• Work instructions:
Copy out every one of the lines below without changing anything.

** begin The records **

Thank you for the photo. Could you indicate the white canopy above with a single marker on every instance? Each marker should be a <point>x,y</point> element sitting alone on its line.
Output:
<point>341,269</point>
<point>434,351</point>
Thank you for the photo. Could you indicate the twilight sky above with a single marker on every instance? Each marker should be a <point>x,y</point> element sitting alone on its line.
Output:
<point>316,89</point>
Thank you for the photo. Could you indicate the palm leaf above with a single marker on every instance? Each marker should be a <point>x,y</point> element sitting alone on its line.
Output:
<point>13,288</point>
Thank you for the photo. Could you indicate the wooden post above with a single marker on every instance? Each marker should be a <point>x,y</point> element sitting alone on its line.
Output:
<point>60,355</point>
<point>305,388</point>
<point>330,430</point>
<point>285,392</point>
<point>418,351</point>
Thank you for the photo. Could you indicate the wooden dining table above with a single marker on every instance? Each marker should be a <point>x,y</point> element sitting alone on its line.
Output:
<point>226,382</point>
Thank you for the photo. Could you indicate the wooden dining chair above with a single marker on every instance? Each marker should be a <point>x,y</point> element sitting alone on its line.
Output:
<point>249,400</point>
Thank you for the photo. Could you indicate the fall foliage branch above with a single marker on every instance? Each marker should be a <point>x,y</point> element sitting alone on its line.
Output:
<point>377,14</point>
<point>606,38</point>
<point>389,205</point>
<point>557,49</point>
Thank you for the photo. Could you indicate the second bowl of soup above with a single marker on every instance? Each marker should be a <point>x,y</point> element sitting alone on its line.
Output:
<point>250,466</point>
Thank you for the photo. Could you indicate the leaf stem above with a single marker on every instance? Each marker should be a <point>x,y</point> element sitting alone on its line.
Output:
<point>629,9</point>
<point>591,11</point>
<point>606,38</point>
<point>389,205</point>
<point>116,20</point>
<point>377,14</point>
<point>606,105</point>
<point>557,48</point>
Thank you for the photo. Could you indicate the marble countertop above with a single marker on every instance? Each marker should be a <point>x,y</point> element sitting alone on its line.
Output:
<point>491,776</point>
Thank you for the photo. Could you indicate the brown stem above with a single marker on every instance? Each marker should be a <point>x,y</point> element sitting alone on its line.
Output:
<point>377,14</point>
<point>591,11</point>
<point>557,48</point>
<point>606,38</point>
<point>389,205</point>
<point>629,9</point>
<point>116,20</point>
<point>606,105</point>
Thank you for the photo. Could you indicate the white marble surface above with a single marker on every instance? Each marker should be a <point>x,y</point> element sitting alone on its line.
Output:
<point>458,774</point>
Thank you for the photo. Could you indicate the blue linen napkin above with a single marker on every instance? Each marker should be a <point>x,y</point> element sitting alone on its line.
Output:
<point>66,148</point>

** end The records **

• Full output:
Thank you for the photo. Could you indicate the white canopy above with a single marker on every instance? Each marker should be a <point>x,y</point> element sitting alone on its line.
Output:
<point>341,269</point>
<point>434,351</point>
Thank you for the photo. Could you indicate the twilight sky above with a single marker on every instance? Each marker should be a <point>x,y</point> element sitting alone on its line.
Output:
<point>316,89</point>
Thank you for the photo. Could you indicate the palm leaf above with a single marker on every instance? Each marker should be a <point>x,y</point> element sitting alone on its line.
Output:
<point>13,288</point>
Thank you for the photo. Could you indicate the wooden post above with a single marker on every instance? Each marker should be a <point>x,y</point> element sitting alone on its line.
Output:
<point>60,355</point>
<point>305,388</point>
<point>330,430</point>
<point>285,392</point>
<point>418,351</point>
Thank you for the photo. Could you indicate the wooden dining table above with a single marker on every instance? Each marker should be a <point>x,y</point> element sitting alone on its line.
Output:
<point>226,382</point>
Thank you for the photo. Could you indicate the wooden dining chair above with a single marker on every instance? Each marker should be a <point>x,y</point> element sitting alone on its line.
Output:
<point>249,400</point>
Thank you for the photo. Could you indicate the fall foliage branch above with a single marker on every instance? Each marker should be a <point>x,y</point> element sitting alone on its line.
Output:
<point>377,14</point>
<point>606,38</point>
<point>389,205</point>
<point>557,49</point>
Thank you for the photo. Could you indicate the second bowl of soup above with a single marker on every instance? Each marker should be a <point>x,y</point> element sitting alone on its line.
Output:
<point>250,466</point>
Thank you for the photo. Could you indicate the leaf stem above with a single marker on every instance? Each marker should be a <point>x,y</point> element sitting alone on its line.
Output:
<point>629,9</point>
<point>591,11</point>
<point>606,38</point>
<point>389,205</point>
<point>116,20</point>
<point>377,14</point>
<point>606,105</point>
<point>557,48</point>
Thank you for the photo. Could you indicate the marble countertop above with a single marker on every instance? Each marker should be a <point>x,y</point> element sitting alone on its line.
Output:
<point>491,776</point>
Thank you for the photo. Could you indicate the brown stem above with a single marker on every instance? Each marker should be a <point>x,y</point> element sitting alone on its line.
Output:
<point>377,14</point>
<point>591,11</point>
<point>557,48</point>
<point>606,38</point>
<point>389,205</point>
<point>629,9</point>
<point>116,20</point>
<point>606,105</point>
Thank you for the photo. Could you indicate the white marble surface above with a single marker on every instance? Each marker should be a <point>x,y</point> element sitting alone on its line.
Output:
<point>458,774</point>
Thank you for the photo. Could you indicate the blue linen napkin above with a single marker on every instance? Each marker should be a <point>x,y</point> element sitting alone on its line.
Output:
<point>66,148</point>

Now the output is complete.